__Extract to read__.
Over the years, I’ve pierced this blog’s professional veil to share glimpses of my personal life: my ongoing struggle to balance parenthood and practice, my father’s passing, my daughters’ growing up and my oldest’s departure for college last August. Yet I’ve rarely, if ever, blogged about or even mentioned my husband — which come to think of it, is odd because it was actually Bruce’s idea to develop MyShingle as a blog (rather than a static portal for everything solo, which was characteristic of websites circa 2000). In any event, below are a few of my comments from my remarks at Bruce’s funeral last Friday. By the way, this is the hardest blog post I’ve ever written.
My husband, Bruce Israel was the silent partner in my practice. A talented software engineer who worked at companies like Google and Amazon and regularly received weekly phone calls from headhunters avid to place him (they kept calling even when he told them he had brain cancer), Bruce kept my firm’s technology operating seamlessly and securely. Magically, the operating systems, browsers and apps on my Mac and phone routinely updated; I didn’t realize until after Bruce fell ill that the new versions didn’t install automatically, but were the result of his late-night dalliances with my machines. Over the years, Bruce’s skills gave me an edge. Bruce introduced me to HTML, which enabled me to launch a firm website in 1994. And he installed Slashcode – a first-generation blogging platform – so that I could set up the first version of MyShingle and join the first wave of legal bloggers.

__How to complete this task__.
Please state the year in which, according to the post about Bruce, the firm website was launched.

__Data extracts__.
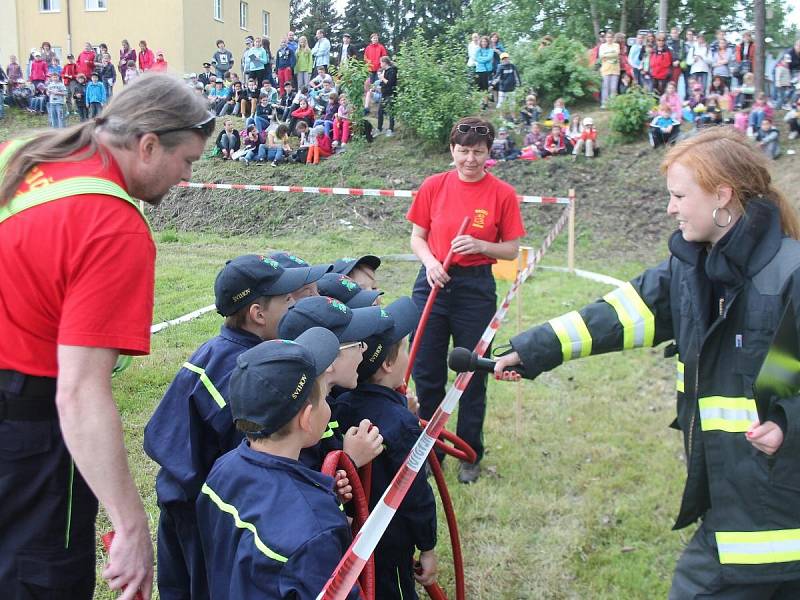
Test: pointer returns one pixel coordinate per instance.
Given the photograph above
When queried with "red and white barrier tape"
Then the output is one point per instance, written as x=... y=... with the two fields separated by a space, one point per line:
x=345 y=191
x=349 y=568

__Solved exercise__.
1994